### THE RECORDS
== == ==

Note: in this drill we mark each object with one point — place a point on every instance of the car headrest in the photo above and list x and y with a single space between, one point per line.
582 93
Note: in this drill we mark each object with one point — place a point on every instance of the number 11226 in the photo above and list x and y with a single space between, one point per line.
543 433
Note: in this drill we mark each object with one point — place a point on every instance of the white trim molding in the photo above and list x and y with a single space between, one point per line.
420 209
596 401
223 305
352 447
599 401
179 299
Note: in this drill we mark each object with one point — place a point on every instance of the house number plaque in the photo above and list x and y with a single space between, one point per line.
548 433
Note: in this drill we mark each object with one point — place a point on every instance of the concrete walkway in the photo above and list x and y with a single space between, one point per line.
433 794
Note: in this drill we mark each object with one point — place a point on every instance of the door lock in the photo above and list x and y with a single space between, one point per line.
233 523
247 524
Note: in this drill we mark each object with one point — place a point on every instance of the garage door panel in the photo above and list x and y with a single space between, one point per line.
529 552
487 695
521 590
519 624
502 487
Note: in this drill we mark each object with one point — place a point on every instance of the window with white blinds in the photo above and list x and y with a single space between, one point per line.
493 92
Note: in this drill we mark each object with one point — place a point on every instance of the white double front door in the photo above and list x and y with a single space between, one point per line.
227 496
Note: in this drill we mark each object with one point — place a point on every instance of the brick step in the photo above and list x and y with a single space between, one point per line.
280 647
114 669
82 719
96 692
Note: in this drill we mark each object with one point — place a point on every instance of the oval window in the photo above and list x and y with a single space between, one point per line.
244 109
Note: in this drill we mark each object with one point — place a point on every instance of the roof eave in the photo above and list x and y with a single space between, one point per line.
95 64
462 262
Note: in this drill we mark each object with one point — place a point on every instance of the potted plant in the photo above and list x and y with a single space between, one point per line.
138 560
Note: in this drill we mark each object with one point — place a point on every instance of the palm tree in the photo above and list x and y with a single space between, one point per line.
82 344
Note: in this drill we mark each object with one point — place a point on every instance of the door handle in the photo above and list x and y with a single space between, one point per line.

== == ==

### WORK TO COMPLETE
Copy everything from the line containing "of the palm" down to the end of the material, swapping "drill" for "exercise" and changing nothing else.

### ANSWER TO THIS PROBLEM
Note: in this exercise we mark each object with one point — place a point on every instance of the palm tree in the photo above and list x and y with a single space between, one point per line.
82 344
Note: in this exercise we mark each object with one point — place a point on every instance of the door handle in the photo above and list x and y with a single space between, one point per line.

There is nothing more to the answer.